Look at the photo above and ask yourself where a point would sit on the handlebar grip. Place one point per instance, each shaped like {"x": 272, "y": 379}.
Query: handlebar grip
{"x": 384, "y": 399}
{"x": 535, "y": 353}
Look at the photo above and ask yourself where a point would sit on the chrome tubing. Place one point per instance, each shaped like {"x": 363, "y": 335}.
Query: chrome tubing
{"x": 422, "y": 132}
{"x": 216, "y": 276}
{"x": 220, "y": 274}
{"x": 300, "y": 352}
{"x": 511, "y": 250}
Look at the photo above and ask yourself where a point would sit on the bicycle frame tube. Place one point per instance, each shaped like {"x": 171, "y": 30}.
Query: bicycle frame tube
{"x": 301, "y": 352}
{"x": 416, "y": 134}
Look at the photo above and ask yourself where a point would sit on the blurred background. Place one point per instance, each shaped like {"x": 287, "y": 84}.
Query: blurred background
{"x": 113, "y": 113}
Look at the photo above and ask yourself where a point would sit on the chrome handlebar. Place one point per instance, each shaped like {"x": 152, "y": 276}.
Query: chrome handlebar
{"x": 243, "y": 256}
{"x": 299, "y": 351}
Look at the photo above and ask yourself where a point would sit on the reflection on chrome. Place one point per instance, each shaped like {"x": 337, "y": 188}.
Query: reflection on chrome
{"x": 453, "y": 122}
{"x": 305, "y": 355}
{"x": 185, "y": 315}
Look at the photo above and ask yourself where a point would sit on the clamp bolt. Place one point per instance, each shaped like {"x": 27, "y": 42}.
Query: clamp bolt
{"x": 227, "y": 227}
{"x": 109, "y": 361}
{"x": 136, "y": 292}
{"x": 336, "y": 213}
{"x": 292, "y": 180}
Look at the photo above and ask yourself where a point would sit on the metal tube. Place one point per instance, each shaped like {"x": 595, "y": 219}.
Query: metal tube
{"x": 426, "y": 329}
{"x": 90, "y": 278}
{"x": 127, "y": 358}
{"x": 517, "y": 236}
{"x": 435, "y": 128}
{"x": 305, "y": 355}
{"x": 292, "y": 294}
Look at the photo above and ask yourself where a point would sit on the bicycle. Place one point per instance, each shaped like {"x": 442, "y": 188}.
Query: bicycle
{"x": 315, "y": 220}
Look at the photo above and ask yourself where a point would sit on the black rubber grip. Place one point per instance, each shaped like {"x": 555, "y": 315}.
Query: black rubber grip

========================================================================

• What you will do: Substitute "silver" for "chrome" everywhere it occurs in the material above, and reproduce the rest of the material with nothing else changed.

• Answer to this exercise:
Look at the photo above and ask yourself where a point would sit on the handlebar grip. Place one point per instance, each shaped like {"x": 272, "y": 379}.
Query: handlebar grip
{"x": 384, "y": 399}
{"x": 535, "y": 353}
Look at the photo above and ask yourself where a point would sit on the silver tubing. Place one point per instance, each shaped like {"x": 363, "y": 335}.
Query: silver tubing
{"x": 422, "y": 132}
{"x": 216, "y": 276}
{"x": 220, "y": 274}
{"x": 300, "y": 352}
{"x": 511, "y": 250}
Look at the photo above and ask yourself where a point would sit on the bicycle frame tube. Place one point per instance, each shaped like {"x": 171, "y": 30}.
Query: bicycle frame tube
{"x": 301, "y": 352}
{"x": 416, "y": 134}
Look at the photo above and ask yourself where a point would sit on the blurred background. Place one point per instance, each shaped like {"x": 287, "y": 84}.
Query: blurred background
{"x": 113, "y": 113}
Look at the photo above and ask yourself where a point would sit on the silver handlebar. Place one point per instance, each shaped like {"x": 152, "y": 276}.
Query: silver handlebar
{"x": 243, "y": 256}
{"x": 299, "y": 351}
Look at the photo above and ask yourself where a point would sit on the reflection on silver. Place one point per instance, each shaped like {"x": 337, "y": 188}.
Query: reflection on silver
{"x": 453, "y": 122}
{"x": 305, "y": 355}
{"x": 185, "y": 315}
Look at the photo above and ask yourself where a point would sit on the clamp bolt. Place one point per instance, each shaped like {"x": 27, "y": 42}.
Query: clamp bolt
{"x": 227, "y": 227}
{"x": 109, "y": 361}
{"x": 136, "y": 292}
{"x": 336, "y": 213}
{"x": 292, "y": 180}
Look at the photo above and ask yourself where a point would sit on the metal tube. Place one point per instance, each shaped like {"x": 595, "y": 219}.
Query: metal tube
{"x": 426, "y": 329}
{"x": 90, "y": 278}
{"x": 127, "y": 358}
{"x": 517, "y": 236}
{"x": 435, "y": 128}
{"x": 305, "y": 355}
{"x": 292, "y": 294}
Look at the photo above and ask yourself where a point would sit on the bicycle. Place one point per instance, each shaped like {"x": 442, "y": 188}.
Query: bicycle
{"x": 315, "y": 220}
Look at the photo above and ask yourself where a point would sit on the black rubber grip. Place one point per instance, each shaped like {"x": 555, "y": 315}.
Query: black rubber grip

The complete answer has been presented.